→ **DATASET RECORDS**:
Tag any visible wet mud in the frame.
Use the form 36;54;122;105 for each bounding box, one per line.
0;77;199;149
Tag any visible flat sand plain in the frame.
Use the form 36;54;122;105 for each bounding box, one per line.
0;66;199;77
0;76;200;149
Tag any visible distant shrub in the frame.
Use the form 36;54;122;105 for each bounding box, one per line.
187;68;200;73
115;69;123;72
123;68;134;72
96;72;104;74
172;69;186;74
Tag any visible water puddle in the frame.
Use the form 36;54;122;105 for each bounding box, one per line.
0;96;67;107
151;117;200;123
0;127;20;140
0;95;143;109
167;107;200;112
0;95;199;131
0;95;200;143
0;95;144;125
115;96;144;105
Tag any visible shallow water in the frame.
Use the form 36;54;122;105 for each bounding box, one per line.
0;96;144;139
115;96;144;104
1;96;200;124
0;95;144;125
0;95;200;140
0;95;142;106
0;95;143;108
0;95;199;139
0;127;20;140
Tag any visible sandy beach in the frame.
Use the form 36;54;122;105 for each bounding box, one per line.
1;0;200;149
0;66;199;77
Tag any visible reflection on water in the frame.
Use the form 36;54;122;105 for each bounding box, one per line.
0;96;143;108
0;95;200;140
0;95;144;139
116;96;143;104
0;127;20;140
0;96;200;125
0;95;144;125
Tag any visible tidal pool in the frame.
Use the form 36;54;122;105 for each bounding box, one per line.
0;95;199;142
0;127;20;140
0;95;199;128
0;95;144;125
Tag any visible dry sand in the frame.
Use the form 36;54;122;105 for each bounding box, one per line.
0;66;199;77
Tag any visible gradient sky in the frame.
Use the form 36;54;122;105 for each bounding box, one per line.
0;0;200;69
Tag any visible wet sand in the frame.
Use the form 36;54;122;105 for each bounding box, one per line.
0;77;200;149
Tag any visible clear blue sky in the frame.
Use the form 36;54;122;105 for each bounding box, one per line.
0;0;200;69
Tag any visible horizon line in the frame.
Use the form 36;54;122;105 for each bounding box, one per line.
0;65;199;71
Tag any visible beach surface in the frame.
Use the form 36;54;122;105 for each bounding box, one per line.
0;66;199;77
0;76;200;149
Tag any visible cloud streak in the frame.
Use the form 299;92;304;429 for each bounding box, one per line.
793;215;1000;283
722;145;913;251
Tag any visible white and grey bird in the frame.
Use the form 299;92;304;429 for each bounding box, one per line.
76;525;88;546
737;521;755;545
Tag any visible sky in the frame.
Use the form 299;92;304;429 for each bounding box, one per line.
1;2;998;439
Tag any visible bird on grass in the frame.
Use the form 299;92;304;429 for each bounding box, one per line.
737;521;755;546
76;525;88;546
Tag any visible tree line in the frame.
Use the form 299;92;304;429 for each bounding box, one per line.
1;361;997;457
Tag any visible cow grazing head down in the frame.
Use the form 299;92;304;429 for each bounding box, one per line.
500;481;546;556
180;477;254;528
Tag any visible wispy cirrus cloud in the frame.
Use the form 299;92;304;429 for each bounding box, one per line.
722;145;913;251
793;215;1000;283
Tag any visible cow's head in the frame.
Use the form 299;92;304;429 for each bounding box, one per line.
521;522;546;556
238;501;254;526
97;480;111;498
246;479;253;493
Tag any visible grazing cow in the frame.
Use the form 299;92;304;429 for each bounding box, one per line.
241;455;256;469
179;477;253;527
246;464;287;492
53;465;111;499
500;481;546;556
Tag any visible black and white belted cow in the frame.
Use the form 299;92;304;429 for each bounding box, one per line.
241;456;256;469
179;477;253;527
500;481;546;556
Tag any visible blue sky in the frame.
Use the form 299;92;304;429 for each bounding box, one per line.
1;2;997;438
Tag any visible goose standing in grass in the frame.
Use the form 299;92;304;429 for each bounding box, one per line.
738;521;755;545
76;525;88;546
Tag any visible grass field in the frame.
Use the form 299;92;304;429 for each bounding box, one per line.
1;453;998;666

→ **EXERCISE DESCRIPTION**:
Everything in the data must be repeated exactly; leave no line out.

→ **ANSWER TO THIS TASK**:
Tag any visible wet mud in the frame.
Use the form 36;54;122;105 for each bounding box, one per line.
0;77;199;149
Tag any visible flat sand plain in the frame.
Use the form 36;54;122;105 for each bounding box, one per line.
0;66;199;77
0;76;200;149
Tag any visible distant shrub in the frame.
Use the form 36;54;122;105 for each bounding box, one per line.
187;68;200;73
115;69;123;72
123;68;134;72
96;72;104;74
172;69;186;74
Tag any visible water puddle in the frame.
Use the form 36;54;122;105 for each bounding box, one per line.
0;96;67;107
151;117;200;123
0;127;20;140
0;95;143;109
167;107;200;112
0;95;199;131
0;95;200;143
0;95;144;125
115;96;144;105
Tag any visible shallow water in the frame.
Use the form 36;54;122;105 for each bounding box, one per line.
0;96;144;139
115;96;144;104
1;96;200;124
0;95;144;125
0;95;200;140
0;95;142;106
0;95;143;108
0;95;199;139
0;127;20;140
Tag any visible sandy beach in the frame.
Use the form 36;54;122;105 for each bounding box, one per line.
1;0;200;149
0;66;199;77
Tag any visible reflection on water in the frame.
Use the form 36;54;122;105 for each bounding box, one per line.
0;96;143;108
0;95;200;140
0;95;144;139
116;96;143;104
0;127;20;140
0;96;200;125
0;95;144;125
Tag any visible tidal pool in the frame.
Use the form 36;54;122;105 for each bounding box, one per line.
0;95;199;142
0;127;20;140
0;95;199;128
0;95;144;125
Tag any visible dry sand in the frame.
Use the form 36;54;122;105 for each bounding box, one per line.
0;66;199;77
Tag any visible gradient sky in the frame.
Use the form 36;54;122;105 for each bounding box, one per line.
0;0;200;69
Tag any visible wet sand in the frame.
Use the form 36;54;122;105 for each bounding box, one per line.
0;77;200;149
Tag any visible clear blue sky in the frame.
Use the form 36;54;122;105 for each bounding box, one per line.
0;0;200;69
Tag any visible horizon line in the frame.
Use the form 36;54;122;105 for each bounding box, one per line.
0;65;199;71
Tag any visible beach surface in the frame.
Use the form 36;54;122;105 for each bounding box, one per line.
0;66;199;77
0;76;200;149
Tag any visible cloud streak in the frame.
Use the form 299;92;304;429 for each bounding box, one per line.
793;215;1000;283
722;145;913;251
Tag any visible white and grey bird in the frame.
Use the form 299;92;304;429 for each bounding box, one per line.
76;525;88;546
737;521;755;545
Tag any visible sky in the frame.
Use the form 299;92;304;429 for each bounding box, one per line.
1;2;998;439
Tag any visible bird on grass in the frame.
Use the form 299;92;304;429 for each bounding box, one per line.
737;521;755;546
76;525;88;546
Tag any visible tree line in the frame.
Use the form 299;92;304;429 for each bounding box, one per line.
1;361;997;457
Tag any visible cow grazing head down in the frame.
Use the form 299;92;304;429 for each bounding box, one per line.
500;481;546;556
180;477;254;528
Tag any visible wispy cirrus cloud in the frame.
Use the form 299;92;304;429 for each bounding box, one per line.
722;145;913;251
793;215;1000;283
Tag any visible cow's head in the frame.
Use the form 299;92;304;429 for each bounding box, one per line.
521;522;546;556
238;501;254;526
97;480;111;498
246;479;253;493
Tag any visible grazing cow in the frame.
Use the form 299;92;304;429 for each bounding box, one per line.
241;455;256;469
179;477;253;527
246;464;287;492
53;465;111;499
500;481;546;556
Tag any visible black and white belted cow in the frame.
Use the form 299;92;304;429 for each bounding box, one per line.
241;456;256;469
179;477;253;527
500;481;546;556
Tag any visible blue sky in the frame.
Use the form 299;92;304;429 for each bounding box, one per line.
1;2;997;438
Tag any visible goose standing in grass in the frame.
Use the form 299;92;304;429 for each bounding box, one per line.
738;521;755;545
76;525;88;546
Tag any visible grass field in the frame.
Use the form 299;92;304;429 for each bounding box, one per line.
1;453;998;666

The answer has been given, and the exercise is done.